From the passage on livestock sector development, copy word for word the part that begins with the words "In many countries, the" and ends with "development.".

[Opening TEXT EXCERPT section]

In many countries, the roles of government
in livestock sector development are restricted to providing
research, extension, credit and animal health services. Yet
dynamic markets have created new opportunities and challenges
that call for new roles. To help build the capacity of the
sector to respond effectively to rapidly evolving market conditions,
governments should rethink their approach to livestock sector
development.
Promoting Equitable Livestock Sector
Development
Sustainable livestock development in dynamic markets requires
more than the provision of services. Without a long-term vision
and adequate political support, the livestock sector may not
survive devastating disease outbreaks or rapid changes in
market conditions. A case study of Malaysia suggests that
even for wealthier industrializing countries, livestock is
too important a sector to be neglected. Furthermore, for livestock
sector policies to serve public interests and to be socially
equitable, they must allow for the institutionalized participation
of all stakeholders in the policymaking processes. All three
case studies demonstrate that such participation is needed
to avoid sector investments being captured by special interests
whether it being populist politicians, state enterprises,
or large businesses with special access to politicians.

[Closing TEXT EXCERPT section]
[Opening RECORDED INFORMATION section]

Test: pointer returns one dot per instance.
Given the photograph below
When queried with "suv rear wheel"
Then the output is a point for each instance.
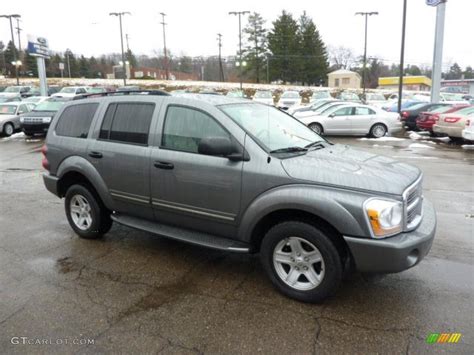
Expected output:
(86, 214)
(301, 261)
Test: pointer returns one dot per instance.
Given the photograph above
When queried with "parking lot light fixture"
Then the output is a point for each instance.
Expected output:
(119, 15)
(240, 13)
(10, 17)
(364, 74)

[Closing RECORDED INFORMATION section]
[Opening RECORDED INFORMATION section]

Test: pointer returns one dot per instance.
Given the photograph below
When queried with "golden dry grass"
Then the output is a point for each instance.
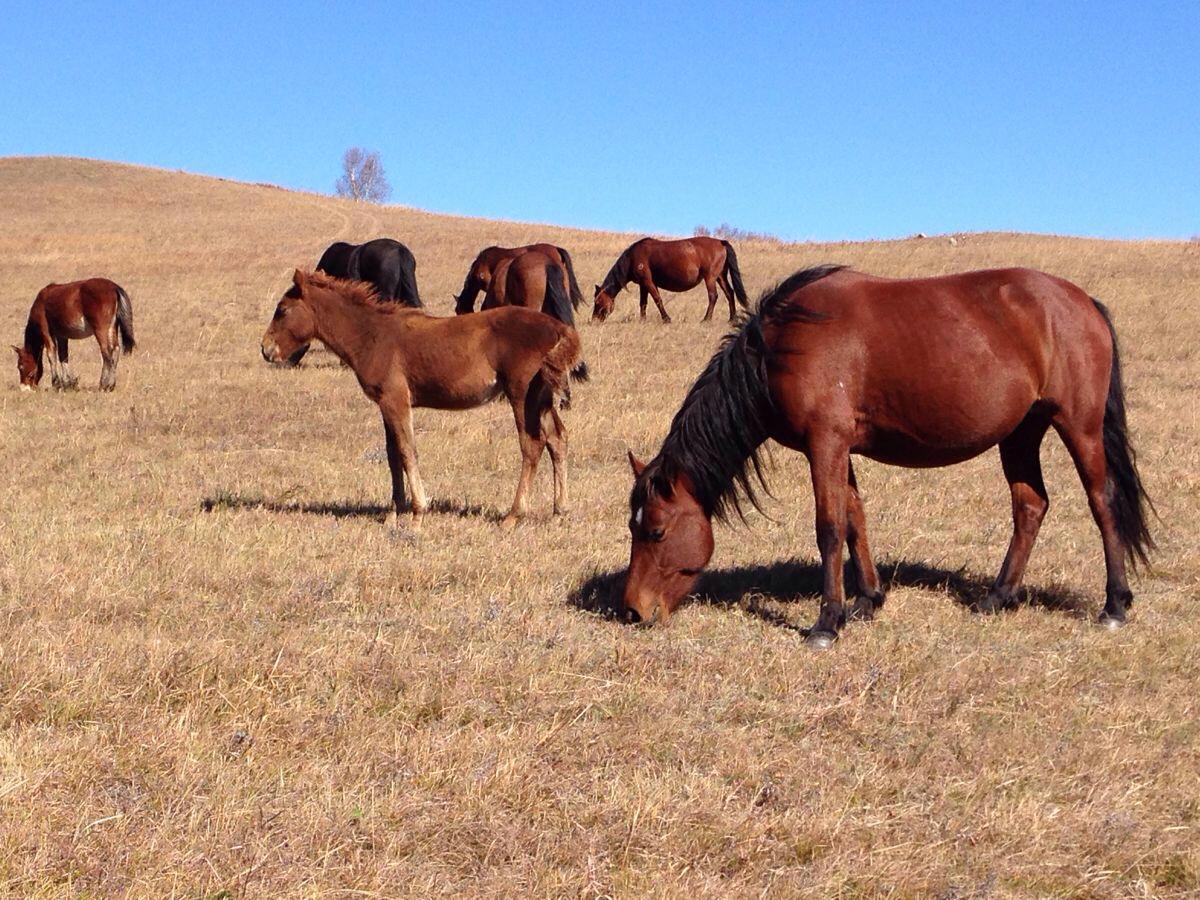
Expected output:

[Closing RECORDED INFORMATION section]

RESULT OF THIS TASK:
In many countries, the roles of government
in livestock sector development are restricted to providing
research, extension, credit and animal health services. Yet
dynamic markets have created new opportunities and challenges
that call for new roles. To help build the capacity of the
sector to respond effectively to rapidly evolving market conditions,
governments should rethink their approach to livestock sector
development.